- _Entries shown_
★ ★ ★ ★ ★ ★ ★

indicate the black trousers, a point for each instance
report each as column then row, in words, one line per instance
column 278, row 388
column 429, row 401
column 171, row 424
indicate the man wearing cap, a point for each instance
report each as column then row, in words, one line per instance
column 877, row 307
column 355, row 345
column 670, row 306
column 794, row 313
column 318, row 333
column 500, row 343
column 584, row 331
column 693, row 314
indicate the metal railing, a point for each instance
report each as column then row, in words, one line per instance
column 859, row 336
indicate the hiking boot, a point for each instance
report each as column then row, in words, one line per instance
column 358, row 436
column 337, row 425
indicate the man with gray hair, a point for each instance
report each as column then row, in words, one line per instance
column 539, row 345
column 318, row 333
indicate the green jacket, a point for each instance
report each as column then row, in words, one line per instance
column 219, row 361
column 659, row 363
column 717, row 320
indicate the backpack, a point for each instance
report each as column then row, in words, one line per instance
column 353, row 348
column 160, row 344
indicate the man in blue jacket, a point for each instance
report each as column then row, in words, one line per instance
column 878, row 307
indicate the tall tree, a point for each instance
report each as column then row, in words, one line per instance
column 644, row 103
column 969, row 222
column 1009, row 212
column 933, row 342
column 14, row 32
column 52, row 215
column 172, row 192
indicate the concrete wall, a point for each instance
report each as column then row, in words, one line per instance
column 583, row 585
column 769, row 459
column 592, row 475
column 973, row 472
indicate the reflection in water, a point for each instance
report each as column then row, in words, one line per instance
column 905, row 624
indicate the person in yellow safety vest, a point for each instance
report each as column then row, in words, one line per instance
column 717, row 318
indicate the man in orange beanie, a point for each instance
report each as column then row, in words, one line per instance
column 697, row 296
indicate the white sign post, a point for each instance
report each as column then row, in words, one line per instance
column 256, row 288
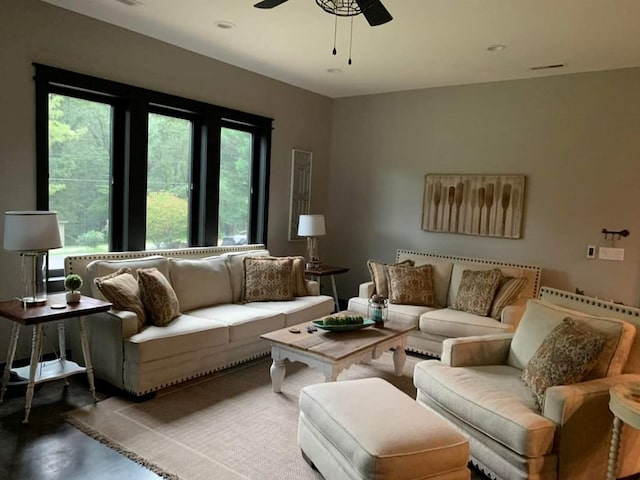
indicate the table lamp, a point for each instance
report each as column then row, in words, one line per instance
column 33, row 234
column 312, row 227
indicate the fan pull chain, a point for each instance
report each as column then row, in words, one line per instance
column 350, row 40
column 335, row 35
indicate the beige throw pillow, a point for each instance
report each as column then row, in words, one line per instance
column 378, row 271
column 565, row 356
column 267, row 279
column 411, row 285
column 158, row 297
column 121, row 289
column 476, row 291
column 509, row 290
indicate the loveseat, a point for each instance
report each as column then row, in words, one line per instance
column 215, row 328
column 435, row 323
column 517, row 431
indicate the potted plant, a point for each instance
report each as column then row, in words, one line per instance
column 73, row 282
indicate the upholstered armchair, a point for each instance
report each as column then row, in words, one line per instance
column 563, row 434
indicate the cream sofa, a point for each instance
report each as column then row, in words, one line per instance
column 476, row 385
column 434, row 325
column 214, row 329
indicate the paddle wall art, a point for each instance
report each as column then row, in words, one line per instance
column 487, row 205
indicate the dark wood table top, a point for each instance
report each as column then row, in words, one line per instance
column 15, row 311
column 323, row 270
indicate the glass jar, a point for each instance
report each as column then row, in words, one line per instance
column 377, row 310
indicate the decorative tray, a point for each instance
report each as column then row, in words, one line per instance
column 343, row 328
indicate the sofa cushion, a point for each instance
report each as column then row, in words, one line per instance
column 411, row 285
column 477, row 289
column 563, row 358
column 541, row 317
column 267, row 279
column 299, row 310
column 299, row 282
column 158, row 297
column 503, row 409
column 460, row 267
column 509, row 290
column 236, row 269
column 121, row 289
column 100, row 268
column 245, row 323
column 185, row 334
column 378, row 271
column 200, row 282
column 451, row 323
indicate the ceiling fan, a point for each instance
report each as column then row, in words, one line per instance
column 373, row 10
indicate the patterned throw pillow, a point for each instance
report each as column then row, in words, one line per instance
column 476, row 291
column 411, row 285
column 509, row 290
column 565, row 356
column 378, row 271
column 268, row 279
column 121, row 289
column 158, row 297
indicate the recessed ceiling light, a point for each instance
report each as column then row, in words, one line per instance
column 224, row 25
column 549, row 67
column 498, row 47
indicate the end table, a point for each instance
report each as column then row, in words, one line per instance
column 37, row 371
column 624, row 403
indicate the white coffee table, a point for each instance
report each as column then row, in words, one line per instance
column 332, row 352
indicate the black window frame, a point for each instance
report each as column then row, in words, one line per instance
column 131, row 106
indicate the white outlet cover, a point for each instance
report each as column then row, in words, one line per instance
column 608, row 253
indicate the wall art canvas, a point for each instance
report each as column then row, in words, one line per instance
column 487, row 205
column 300, row 197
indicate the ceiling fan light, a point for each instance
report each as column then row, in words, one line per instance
column 344, row 8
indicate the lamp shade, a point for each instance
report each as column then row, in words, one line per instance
column 311, row 226
column 31, row 231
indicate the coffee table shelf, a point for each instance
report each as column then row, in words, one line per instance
column 332, row 352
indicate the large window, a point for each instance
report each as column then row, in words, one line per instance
column 131, row 169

★ ★ ★ ★ ★ ★ ★

Return the entries word for word, from the very first line through the line containing "column 973, row 472", with both ends included.

indicate the black trousers, a point for each instance
report each as column then row, in words, one line per instance
column 278, row 388
column 429, row 401
column 171, row 424
indicate the man wearing cap, a point for each instance
report each as column then row, in words, one line per instance
column 877, row 307
column 355, row 345
column 670, row 306
column 794, row 313
column 318, row 333
column 500, row 343
column 584, row 331
column 693, row 314
indicate the metal railing, a point for each instance
report each as column then row, in words, one line per instance
column 859, row 336
indicate the hiking boot, a point for each instance
report each as column then row, in words, one line per instance
column 358, row 436
column 337, row 425
indicate the man with gray hair, a point for each instance
report each as column then row, in words, one line per instance
column 539, row 345
column 318, row 333
indicate the green jacket, a point for each instance
report each as column then row, in words, one line per instance
column 219, row 361
column 659, row 363
column 717, row 320
indicate the backpack, a point for each instance
report each as column then row, in words, one line per instance
column 353, row 348
column 160, row 344
indicate the man in blue jacket, a point for each instance
report each as column then row, in words, one line per instance
column 878, row 307
indicate the tall tree, a point for each instance
report each as column then row, in words, one line per instance
column 644, row 103
column 969, row 222
column 1009, row 212
column 933, row 342
column 14, row 32
column 52, row 215
column 172, row 192
indicate the concrete wall, a point for each instance
report each as column then row, in words, one line per instance
column 583, row 585
column 769, row 459
column 592, row 475
column 973, row 472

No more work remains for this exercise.